• **DATA TO EXAMINE**
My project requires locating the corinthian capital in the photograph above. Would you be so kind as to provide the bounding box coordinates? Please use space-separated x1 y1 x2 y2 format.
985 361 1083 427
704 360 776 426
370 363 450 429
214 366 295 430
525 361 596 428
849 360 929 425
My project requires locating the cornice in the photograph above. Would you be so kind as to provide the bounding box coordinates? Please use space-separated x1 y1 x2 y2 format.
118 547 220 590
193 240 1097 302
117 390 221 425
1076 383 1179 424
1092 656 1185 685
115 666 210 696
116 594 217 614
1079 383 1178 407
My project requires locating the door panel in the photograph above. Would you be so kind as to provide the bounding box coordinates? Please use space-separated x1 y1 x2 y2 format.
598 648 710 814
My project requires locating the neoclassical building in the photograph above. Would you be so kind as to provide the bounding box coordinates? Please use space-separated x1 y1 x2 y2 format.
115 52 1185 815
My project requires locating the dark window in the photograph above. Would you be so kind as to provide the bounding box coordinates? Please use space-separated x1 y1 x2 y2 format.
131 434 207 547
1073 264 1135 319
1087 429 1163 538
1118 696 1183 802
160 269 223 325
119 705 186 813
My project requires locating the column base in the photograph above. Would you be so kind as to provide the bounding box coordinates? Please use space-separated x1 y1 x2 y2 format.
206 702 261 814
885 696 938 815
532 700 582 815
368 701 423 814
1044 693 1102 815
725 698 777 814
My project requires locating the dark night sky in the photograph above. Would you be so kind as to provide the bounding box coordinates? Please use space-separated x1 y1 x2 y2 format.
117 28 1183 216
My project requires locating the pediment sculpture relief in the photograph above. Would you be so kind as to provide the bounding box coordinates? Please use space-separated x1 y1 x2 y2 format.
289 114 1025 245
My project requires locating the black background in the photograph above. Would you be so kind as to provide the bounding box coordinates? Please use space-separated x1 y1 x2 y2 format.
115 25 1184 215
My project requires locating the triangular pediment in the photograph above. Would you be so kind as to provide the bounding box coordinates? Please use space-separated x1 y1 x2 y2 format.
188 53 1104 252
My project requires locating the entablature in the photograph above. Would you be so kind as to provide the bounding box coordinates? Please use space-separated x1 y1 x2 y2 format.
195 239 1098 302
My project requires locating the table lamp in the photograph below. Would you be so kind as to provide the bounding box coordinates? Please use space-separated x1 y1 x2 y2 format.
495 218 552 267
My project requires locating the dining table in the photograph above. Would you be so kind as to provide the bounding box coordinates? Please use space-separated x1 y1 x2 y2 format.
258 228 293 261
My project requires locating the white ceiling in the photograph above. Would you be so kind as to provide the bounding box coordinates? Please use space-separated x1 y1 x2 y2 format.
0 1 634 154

• **WHAT THE TASK ASKS**
What you return must be the lines from the line holding "My project requires locating the entablature" through the final line of the material, word for word, and nothing more.

• **RESULT BELOW**
My project requires locating the entablature in the photograph above. Would you be so kind as to provide the bounding box coordinates? Please use space-separated x1 y1 x2 y2 format.
195 239 1098 302
My project requires locating the table lamp in the photograph below. Would you be so kind as to provide the bounding box coordinates? Please use space-separated x1 y1 x2 y2 format.
495 218 552 267
My project requires locating the dining table in the photograph above. Would you be so kind as to provide the bounding box coordinates? Please use space-separated x1 y1 x2 y2 format.
258 228 293 261
My project requires locating the white ceiling in the photograph above. Would you be so kind as to provide the bounding box coordinates? Please use space-separated x1 y1 x2 y2 format.
0 1 634 154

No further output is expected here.